Start of Input

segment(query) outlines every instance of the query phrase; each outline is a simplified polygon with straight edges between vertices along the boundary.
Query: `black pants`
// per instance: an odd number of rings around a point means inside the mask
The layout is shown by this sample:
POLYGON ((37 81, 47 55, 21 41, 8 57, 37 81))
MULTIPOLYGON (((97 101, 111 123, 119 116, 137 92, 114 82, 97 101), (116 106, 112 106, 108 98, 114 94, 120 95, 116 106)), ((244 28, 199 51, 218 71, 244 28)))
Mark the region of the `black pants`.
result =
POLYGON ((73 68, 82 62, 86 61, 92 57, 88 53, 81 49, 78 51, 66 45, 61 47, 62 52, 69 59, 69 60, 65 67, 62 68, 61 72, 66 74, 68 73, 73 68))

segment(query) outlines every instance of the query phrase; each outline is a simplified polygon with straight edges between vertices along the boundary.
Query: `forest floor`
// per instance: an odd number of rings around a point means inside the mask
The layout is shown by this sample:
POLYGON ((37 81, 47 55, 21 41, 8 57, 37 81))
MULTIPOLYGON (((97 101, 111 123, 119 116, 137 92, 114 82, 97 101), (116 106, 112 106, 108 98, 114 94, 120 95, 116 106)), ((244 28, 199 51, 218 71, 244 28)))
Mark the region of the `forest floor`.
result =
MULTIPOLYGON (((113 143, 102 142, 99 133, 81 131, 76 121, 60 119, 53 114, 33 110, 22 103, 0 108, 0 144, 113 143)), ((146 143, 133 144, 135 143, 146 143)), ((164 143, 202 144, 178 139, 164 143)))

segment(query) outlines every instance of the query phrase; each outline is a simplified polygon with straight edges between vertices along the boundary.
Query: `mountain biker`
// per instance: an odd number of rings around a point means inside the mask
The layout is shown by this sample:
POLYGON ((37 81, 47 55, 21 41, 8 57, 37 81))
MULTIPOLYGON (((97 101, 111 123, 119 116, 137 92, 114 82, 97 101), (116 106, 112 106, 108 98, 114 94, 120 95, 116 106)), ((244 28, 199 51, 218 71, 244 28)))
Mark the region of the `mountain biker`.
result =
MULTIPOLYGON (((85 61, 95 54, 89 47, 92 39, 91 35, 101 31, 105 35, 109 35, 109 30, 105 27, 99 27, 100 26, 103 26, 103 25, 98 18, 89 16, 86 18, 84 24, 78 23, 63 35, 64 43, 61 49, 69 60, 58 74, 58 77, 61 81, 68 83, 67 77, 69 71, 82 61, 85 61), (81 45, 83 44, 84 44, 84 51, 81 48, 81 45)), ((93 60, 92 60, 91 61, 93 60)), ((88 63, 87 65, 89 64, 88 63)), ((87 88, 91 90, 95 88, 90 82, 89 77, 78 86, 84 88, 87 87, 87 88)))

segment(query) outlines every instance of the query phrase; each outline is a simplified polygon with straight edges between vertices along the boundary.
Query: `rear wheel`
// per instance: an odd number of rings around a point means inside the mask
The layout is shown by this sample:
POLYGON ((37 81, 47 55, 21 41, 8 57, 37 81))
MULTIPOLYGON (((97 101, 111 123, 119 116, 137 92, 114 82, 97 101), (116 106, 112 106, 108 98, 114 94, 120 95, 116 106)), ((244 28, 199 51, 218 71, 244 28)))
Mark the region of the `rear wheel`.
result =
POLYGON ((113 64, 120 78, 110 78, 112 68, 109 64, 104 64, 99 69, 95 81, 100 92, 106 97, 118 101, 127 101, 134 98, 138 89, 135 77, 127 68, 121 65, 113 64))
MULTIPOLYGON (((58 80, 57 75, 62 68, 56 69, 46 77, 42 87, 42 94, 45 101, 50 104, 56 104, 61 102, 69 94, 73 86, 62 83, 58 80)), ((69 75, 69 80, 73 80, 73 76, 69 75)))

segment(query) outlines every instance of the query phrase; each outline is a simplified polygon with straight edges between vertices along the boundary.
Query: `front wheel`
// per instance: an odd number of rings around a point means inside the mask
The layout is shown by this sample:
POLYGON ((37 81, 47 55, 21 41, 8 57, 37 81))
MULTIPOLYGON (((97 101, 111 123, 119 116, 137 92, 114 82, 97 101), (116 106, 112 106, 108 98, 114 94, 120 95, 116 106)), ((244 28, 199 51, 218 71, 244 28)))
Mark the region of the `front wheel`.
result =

End of Input

Exercise brief => Turn every line of the entries above into a numbered list, leaving out the blank lines.

Response for this exercise =>
1. segment(query) outlines every instance of the query phrase; each outline is a simplified polygon with straight edges between vertices along the boundary.
2. Query: `black pants`
3. // per instance: an odd number of rings around a point means inside the mask
4. The layout is shown by this sample:
5. POLYGON ((37 81, 47 55, 21 41, 8 57, 37 81))
6. MULTIPOLYGON (((97 101, 111 123, 119 116, 137 92, 114 82, 97 101), (116 106, 112 106, 108 98, 114 94, 120 95, 116 106)), ((244 28, 199 51, 218 71, 244 28)))
7. Mark the region of the `black pants`.
8. result =
9. POLYGON ((73 68, 82 62, 86 61, 92 57, 88 53, 81 49, 78 51, 66 45, 61 47, 62 52, 69 59, 69 60, 65 67, 62 68, 61 72, 66 74, 68 73, 73 68))
10. segment(query) outlines every instance of the query phrase; each outline is a simplified polygon with straight edges between vertices along the boundary.
11. Query: `forest floor`
12. // per instance: an odd number of rings around a point means inside the mask
13. The layout is shown by this sample:
14. POLYGON ((37 81, 47 55, 21 41, 8 57, 37 81))
15. MULTIPOLYGON (((97 101, 111 123, 119 116, 137 92, 114 82, 97 101), (116 106, 112 106, 108 98, 114 94, 120 95, 116 106)), ((244 28, 199 51, 218 71, 244 28)))
16. Mark the region of the `forest floor`.
17. result =
18. MULTIPOLYGON (((113 143, 102 142, 99 133, 81 131, 76 121, 60 119, 53 114, 33 110, 22 103, 0 108, 0 144, 113 143)), ((146 143, 133 144, 135 143, 146 143)), ((164 143, 202 144, 178 139, 164 143)))
19. segment(query) outlines every instance of the query phrase; each outline is a simplified polygon with straight edges between vertices along the boundary.
20. Query: `mountain biker`
21. // per instance: an odd number of rings around a point means inside the mask
22. The layout is shown by this sample:
23. POLYGON ((37 81, 47 55, 21 41, 8 57, 37 81))
24. MULTIPOLYGON (((97 101, 111 123, 119 116, 137 92, 114 82, 97 101), (116 106, 112 106, 108 98, 114 94, 120 95, 116 106)), ((244 28, 199 51, 218 71, 244 28)))
25. Mark the region of the `mountain biker`.
26. result =
27. MULTIPOLYGON (((85 61, 95 54, 89 47, 92 39, 91 35, 101 31, 105 35, 109 35, 109 30, 105 27, 99 27, 100 26, 103 26, 103 25, 98 18, 89 16, 86 18, 84 24, 78 23, 63 35, 64 43, 61 49, 69 60, 58 74, 58 77, 61 81, 68 83, 67 77, 69 71, 82 61, 85 61), (81 45, 83 44, 84 44, 84 51, 81 48, 81 45)), ((93 60, 92 60, 91 61, 93 60)), ((88 63, 87 65, 89 64, 88 63)), ((87 88, 91 90, 95 88, 90 82, 89 77, 78 86, 84 88, 87 87, 87 88)))
28. segment(query) outlines every instance of the query phrase; each outline is a simplified polygon with straight edges between vertices along the boundary.
29. Query: `rear wheel`
30. // per instance: an odd number of rings around a point means inside the mask
31. The layout is shown by this sample:
32. POLYGON ((37 81, 47 55, 21 41, 8 57, 37 81))
33. MULTIPOLYGON (((97 101, 111 123, 119 116, 137 92, 114 82, 97 101), (116 106, 112 106, 108 98, 114 94, 120 95, 116 106)), ((244 28, 199 51, 218 71, 244 28)))
34. Mark the region of the `rear wheel`.
35. result =
36. POLYGON ((113 64, 120 78, 110 78, 112 68, 109 64, 104 64, 99 69, 95 81, 100 92, 106 97, 118 101, 127 101, 134 98, 138 89, 135 77, 127 68, 121 65, 113 64))
37. MULTIPOLYGON (((58 80, 57 75, 62 68, 56 69, 46 77, 42 87, 42 94, 45 101, 50 104, 56 104, 61 102, 69 94, 73 86, 62 83, 58 80)), ((69 75, 69 80, 73 80, 73 76, 69 75)))
38. segment(query) outlines every instance of the query phrase; each outline is a simplified polygon with straight edges between vertices along the boundary.
39. Query: `front wheel`
40. // per instance: an odd number of rings around a point means inside the mask
41. The layout is shown by this sample:
42. POLYGON ((37 81, 47 55, 21 41, 8 57, 37 81))
43. MULTIPOLYGON (((97 101, 111 123, 119 116, 137 92, 114 82, 97 101), (116 106, 112 106, 108 98, 114 94, 120 95, 116 106)), ((244 28, 199 51, 218 71, 244 28)))
44. Mark the region of the `front wheel`.
45. result =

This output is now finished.